─── Extrait fourni
Je ne pensais pas aborder cette question purement juridique sur ce blog, en effet depuis la loi DADVSI d’août 2006 il ne fait aucun doute que les enseignants-chercheurs sont titulaires des droits d’auteurs sur l’ensemble de leurs ressources pédagogiques. Toutefois la réalité est toujours plus complexe que la règle de droit. Très dernièrement j’ai été amené à discuter avec des collègues de cette question sous des angles particuliers : qu’en est-il lorsque l’auteur n’est pas enseignant-chercheur ? qui est titulaire des droits d’auteurs sur les oeuvres en Elearning produites par une équipe TICE à partir du cours rédigé par l’enseignant ? etc…
Il m’a alors semblé intéressant d’essayer dans le cadre de ce blog d’apporter quelques éléments de réflexion. Je n’aborderai pas dans le détail tous les aspects de ces questions, un article n’y suffirait pas.
Nous posons comme élément acquis que l’enseignant est l’auteur de la ressource pédagogique et que sa création lui est propre. En outre son oeuvre est élaborée de sa propre initiative, sans répondre à un ordre de son autorité hiérarchique. Il s’agit des cas les plus courants.
Que l’enseignant soit salarié ou bien enseignant-chercheur il ne fait aucun doute qu’il est titulaire des droits d’auteurs sur ces créations (en Elearning ou autres).
Pour le salarié, selon l’alinéa 3 de l’article L. 111-1 du Code Propriété Intellectuelle : « L’existence ou la conclusion d’un contrat de louage d’ouvrage ou de service par l’auteur d’une œuvre de l’esprit n’emporte aucune dérogation à la jouissance du droit reconnu par l’alinéa 1er au créateur« . Le salarié dispose donc, comme tout auteur, d’un monopole d’exploitation sur son œuvre et sa qualité de salarié n’a pas d’influence sur la titularité des droits d’auteur.
Pour l’enseignant-chercheur, la solution est identique mais ne repose pas sur le même fondement juridique. En effet c’est en raison de son statut d’autonomie que l’enseignant-chercheur est titulaire des droits d’auteur sur ces oeuvres pédagogiques par dérogation au régime applicable à la fonction publique.
Lorsque l’enseignant est un agent public ne bénéficiant pas du statut de l’enseignant-chercheur, il est alors soumis à « l’exception de service public« prévu par l’article L. 131-3-1 du Code de la Propriété Intellectuelle. Cet article institue une cession de plein droit du droit d’exploitation limitée par « la mesure strictement nécessaire à l’accomplissement d’une mission de service public« . A condition toutefois que l’œuvre ait été élaborée dans le cadre de « l’exercice de ses fonctions ou d’après les instructions reçues« . Néanmoins il est nécessaire de respecter son droit de paternité sur l’oeuvre. Il sera donc toujours cité comme étant l’auteur de l’oeuvre.
──────
_Énoncé du problème 1_. Selon l'extrait fourni sur les droits d'auteur des enseignants, quel article du Code de la propriété intellectuelle prévoit « l'exception de service public » ?
─── Entrées de la liste
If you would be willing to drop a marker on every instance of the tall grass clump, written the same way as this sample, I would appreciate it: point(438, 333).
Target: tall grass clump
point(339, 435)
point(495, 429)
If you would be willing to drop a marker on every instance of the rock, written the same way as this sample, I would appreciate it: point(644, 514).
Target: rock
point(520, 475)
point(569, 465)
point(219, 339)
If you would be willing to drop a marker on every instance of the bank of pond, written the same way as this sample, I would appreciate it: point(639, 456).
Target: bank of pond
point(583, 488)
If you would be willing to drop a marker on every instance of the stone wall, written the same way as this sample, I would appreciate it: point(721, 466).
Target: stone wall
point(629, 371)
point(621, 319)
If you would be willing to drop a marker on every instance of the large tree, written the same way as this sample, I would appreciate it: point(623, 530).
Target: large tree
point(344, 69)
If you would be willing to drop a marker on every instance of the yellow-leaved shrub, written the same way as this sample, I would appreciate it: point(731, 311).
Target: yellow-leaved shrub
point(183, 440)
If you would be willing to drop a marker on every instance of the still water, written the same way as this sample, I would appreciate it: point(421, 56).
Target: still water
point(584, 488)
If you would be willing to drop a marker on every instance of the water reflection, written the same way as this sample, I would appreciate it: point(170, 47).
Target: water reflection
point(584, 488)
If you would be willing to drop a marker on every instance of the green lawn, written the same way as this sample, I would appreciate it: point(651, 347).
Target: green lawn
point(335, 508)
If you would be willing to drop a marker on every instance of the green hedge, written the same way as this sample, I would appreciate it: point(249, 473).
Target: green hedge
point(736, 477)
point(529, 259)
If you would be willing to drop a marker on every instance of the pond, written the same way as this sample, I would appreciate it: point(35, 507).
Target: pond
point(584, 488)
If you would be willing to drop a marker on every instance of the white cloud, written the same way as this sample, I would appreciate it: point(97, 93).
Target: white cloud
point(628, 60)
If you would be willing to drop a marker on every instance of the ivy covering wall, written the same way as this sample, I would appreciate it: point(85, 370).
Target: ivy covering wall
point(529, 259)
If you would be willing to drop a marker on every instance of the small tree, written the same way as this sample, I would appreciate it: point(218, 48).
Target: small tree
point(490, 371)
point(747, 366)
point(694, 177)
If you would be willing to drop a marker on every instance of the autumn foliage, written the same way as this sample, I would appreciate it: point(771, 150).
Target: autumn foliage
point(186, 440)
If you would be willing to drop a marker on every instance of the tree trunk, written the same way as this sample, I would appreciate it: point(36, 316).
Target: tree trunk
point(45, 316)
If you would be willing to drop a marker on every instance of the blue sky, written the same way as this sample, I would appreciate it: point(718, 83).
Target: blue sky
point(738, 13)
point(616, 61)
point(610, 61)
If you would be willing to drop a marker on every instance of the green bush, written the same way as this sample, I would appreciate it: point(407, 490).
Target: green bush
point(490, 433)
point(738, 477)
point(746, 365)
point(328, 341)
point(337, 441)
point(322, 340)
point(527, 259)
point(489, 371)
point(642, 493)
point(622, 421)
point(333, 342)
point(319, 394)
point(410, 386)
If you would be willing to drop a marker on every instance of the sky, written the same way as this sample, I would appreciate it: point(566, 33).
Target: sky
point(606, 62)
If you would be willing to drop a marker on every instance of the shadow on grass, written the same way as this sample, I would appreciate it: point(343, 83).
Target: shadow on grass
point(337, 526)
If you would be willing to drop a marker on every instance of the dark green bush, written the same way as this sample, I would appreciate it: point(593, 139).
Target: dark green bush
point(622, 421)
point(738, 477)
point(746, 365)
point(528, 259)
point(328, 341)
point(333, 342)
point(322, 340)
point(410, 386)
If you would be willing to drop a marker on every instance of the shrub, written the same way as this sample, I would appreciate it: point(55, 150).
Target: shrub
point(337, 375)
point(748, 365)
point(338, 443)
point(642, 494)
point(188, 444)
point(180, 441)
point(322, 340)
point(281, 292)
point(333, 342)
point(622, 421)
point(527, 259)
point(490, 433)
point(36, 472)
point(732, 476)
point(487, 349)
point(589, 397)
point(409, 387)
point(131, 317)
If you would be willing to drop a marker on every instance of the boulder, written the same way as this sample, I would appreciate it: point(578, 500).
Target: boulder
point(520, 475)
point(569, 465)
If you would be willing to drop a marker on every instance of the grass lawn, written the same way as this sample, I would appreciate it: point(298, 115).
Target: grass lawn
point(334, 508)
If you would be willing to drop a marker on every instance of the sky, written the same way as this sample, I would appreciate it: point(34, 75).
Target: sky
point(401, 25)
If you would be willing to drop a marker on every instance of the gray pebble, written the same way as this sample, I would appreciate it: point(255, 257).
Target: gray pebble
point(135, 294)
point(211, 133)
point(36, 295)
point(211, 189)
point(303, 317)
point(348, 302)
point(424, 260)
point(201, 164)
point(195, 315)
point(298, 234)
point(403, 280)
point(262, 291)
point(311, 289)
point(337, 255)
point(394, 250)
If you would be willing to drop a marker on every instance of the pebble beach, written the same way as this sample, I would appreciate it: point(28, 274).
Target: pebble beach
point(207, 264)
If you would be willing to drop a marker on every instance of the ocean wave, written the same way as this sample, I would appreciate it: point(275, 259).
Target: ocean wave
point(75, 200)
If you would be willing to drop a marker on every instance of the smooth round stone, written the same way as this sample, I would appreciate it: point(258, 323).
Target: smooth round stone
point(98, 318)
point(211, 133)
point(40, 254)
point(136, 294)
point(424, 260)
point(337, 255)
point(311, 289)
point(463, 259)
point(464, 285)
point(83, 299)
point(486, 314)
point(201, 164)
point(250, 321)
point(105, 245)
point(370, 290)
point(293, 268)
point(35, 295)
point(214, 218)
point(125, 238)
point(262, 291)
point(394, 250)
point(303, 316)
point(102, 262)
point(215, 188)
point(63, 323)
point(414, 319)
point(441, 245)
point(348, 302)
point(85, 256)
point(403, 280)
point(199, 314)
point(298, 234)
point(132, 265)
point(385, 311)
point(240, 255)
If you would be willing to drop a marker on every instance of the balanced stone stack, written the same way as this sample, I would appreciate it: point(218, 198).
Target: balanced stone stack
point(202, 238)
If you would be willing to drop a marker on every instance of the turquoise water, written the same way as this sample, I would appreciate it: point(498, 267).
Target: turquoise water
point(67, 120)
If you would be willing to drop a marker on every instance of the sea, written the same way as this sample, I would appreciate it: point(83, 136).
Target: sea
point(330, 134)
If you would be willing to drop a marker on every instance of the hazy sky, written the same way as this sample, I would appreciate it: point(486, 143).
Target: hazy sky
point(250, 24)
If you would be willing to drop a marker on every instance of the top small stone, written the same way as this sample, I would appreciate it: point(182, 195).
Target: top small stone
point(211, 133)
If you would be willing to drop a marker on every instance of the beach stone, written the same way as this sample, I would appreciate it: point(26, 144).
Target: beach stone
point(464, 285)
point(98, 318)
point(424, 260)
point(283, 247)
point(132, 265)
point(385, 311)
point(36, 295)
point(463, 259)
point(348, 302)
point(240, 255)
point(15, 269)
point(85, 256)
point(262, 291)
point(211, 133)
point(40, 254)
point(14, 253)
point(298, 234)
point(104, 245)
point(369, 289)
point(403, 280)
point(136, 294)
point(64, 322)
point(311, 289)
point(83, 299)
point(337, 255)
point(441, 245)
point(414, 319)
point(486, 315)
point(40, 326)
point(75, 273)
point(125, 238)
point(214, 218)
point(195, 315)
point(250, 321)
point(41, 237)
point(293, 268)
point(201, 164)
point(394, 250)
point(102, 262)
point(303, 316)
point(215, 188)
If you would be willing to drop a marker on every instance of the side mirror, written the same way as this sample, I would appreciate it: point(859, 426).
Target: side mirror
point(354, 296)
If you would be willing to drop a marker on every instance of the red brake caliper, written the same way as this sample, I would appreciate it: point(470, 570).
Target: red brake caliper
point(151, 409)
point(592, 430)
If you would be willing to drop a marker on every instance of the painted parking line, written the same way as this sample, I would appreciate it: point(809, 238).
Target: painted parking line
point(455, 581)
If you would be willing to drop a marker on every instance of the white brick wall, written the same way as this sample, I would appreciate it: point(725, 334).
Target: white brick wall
──────
_Énoncé du problème 2_. Recopiez la liste depuis son début jusqu'à la ligne qui contient « point(219, 339) », celle-ci incluse, en y remplaçant « rock » par « boulder » et sans rien modifier d'autre.

_Réponse correcte 1_. L'article L. 131-3-1 du Code de la propriété intellectuelle.

_Réponse correcte 2_.
If you would be willing to drop a marker on every instance of the tall grass clump, written the same way as this sample, I would appreciate it: point(438, 333).
Target: tall grass clump
point(339, 435)
point(495, 429)
If you would be willing to drop a marker on every instance of the boulder, written the same way as this sample, I would appreciate it: point(644, 514).
Target: boulder
point(520, 475)
point(569, 465)
point(219, 339)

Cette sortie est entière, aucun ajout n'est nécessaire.